TRABAJO POR REALIZAR:
Transcriba el texto sobre la inteligencia artificial desde "Como en toda" hasta "se quedará corto.", ambos incluidos, y renombre "Fondo Monetario Internacional" como "FMI".

A punto de superar el primer cuarto del siglo XXI, sin embargo, las coordenadas son bien diferentes. Las jornadas laborales se han reducido, al menos en el llamado Primer Mundo y también por la mecanización del trabajo, dando paso a escenarios desconocidos en la historia donde el ocio se ha convertido en una de las industrias más potentes del planeta. Paradójicamente, han surgido nuevas afecciones, en particular mentales, derivadas de ese tiempo libre ganado al trabajo. El turismo masivo, una de ellas, también nos invade en nuestros espacios. Otras, ya se han engendrado, en las fotografías y videos, indetectables los generados por IA de los humanos, la sustitución de la voz con fines delictivos. Más de mil expertos, entre ellos varios de sus animadores iniciales, firmaron un documento señalando que la IA era un «peligro para la humanidad». El debate de hasta dónde puede llegar aún es ciencia ficción. Pero todas las posibilidades, incluso la superación de lo humano y la aparición de una nueva especie, están encima de la mesa.

Como en toda revolución técnica, los puestos de trabajo se trasladarán a ámbitos diferentes. Con la IA desaparecerán, por el contrario, la mayoría que nos ha acompañado en las últimas décadas. Incluso la manera de abordar el conocimiento. Recientemente, el Fondo Monetario Internacional puso un porcentaje: el 40%. Se refería en particular a escritores, periodistas, traductores, analistas económicos, matemáticos, programadores, profesores, gestores, administrativos, sanitarios, ingenieros... La velocidad de los últimos meses hace suponer que ese 40% se quedará corto.

OpenAI fue pionera ya en 2015, con su propósito de generar una Inteligencia Artificial de código libre y beneficio para toda la humanidad. Tal y como aquellos solitarios de internet que intentaron desde plataformas muy modestas socializar la primera globalización digital. Pero al igual que sucedió entonces, con las empresas que dieron lugar al acrónimo GAFAM (Google, Apple, Facebook, Amazon y Microsoft), hoy un puñado de «big tech», grandes tecnológicas, se han hecho con la IA. Microsoft invirtió en OpenAI que lanzó ChatGPT, que se ha popularizado hace unos meses con su versión abierta GPT-4. La siguiente, que al parecer se mostrará después de las elecciones presidenciales en EEUU, romperá todas las barreras. La competencia, y ahí llega la carrera de los chatbots (conversaciones con la IA en tiempo real), tiene las suyas: Microsoft con Copilot, Google con Gemini... Para el Black Friday 2024 y la locura consumista navideña consiguiente, los productos con IA incorporada serán las estrellas.

[Datos almacenados]
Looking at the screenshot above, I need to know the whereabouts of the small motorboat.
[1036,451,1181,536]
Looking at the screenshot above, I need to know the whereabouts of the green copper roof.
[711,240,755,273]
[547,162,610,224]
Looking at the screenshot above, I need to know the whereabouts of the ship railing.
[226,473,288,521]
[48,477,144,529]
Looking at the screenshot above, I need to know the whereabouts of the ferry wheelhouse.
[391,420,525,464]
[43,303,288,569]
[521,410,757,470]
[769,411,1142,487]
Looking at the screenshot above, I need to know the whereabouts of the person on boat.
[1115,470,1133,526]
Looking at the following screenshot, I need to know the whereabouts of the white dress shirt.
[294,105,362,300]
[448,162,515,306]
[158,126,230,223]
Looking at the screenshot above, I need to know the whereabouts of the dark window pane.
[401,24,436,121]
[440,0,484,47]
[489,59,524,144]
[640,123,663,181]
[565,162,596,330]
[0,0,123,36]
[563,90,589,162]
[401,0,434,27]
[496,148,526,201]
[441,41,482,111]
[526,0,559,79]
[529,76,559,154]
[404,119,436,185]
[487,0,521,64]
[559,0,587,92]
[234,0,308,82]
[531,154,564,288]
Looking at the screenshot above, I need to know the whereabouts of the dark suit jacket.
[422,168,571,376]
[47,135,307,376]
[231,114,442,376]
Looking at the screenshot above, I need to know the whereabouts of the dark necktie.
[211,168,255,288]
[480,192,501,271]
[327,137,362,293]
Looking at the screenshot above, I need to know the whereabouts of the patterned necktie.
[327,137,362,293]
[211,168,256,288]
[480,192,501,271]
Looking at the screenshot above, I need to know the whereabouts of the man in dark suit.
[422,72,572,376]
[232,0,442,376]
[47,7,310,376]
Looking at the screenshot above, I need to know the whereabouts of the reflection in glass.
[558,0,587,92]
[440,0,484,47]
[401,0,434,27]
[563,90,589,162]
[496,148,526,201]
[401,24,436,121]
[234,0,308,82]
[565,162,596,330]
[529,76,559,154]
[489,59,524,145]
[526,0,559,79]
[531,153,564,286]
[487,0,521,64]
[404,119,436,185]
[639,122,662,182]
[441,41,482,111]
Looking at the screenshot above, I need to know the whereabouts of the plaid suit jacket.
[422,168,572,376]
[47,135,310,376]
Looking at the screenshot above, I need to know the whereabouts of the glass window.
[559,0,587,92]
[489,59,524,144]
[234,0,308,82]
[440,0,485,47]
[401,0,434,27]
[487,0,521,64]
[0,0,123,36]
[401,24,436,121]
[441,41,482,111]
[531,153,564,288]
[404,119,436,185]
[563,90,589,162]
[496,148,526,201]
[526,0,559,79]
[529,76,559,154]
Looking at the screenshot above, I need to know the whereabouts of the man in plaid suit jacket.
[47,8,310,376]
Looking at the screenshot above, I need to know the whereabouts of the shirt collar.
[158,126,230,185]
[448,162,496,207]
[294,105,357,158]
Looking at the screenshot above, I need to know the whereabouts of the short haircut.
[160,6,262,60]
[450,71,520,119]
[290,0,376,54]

RESULTADO DEL EJERCICIO:
Como en toda revolución técnica, los puestos de trabajo se trasladarán a ámbitos diferentes. Con la IA desaparecerán, por el contrario, la mayoría que nos ha acompañado en las últimas décadas. Incluso la manera de abordar el conocimiento. Recientemente, el FMI puso un porcentaje: el 40%. Se refería en particular a escritores, periodistas, traductores, analistas económicos, matemáticos, programadores, profesores, gestores, administrativos, sanitarios, ingenieros... La velocidad de los últimos meses hace suponer que ese 40% se quedará corto.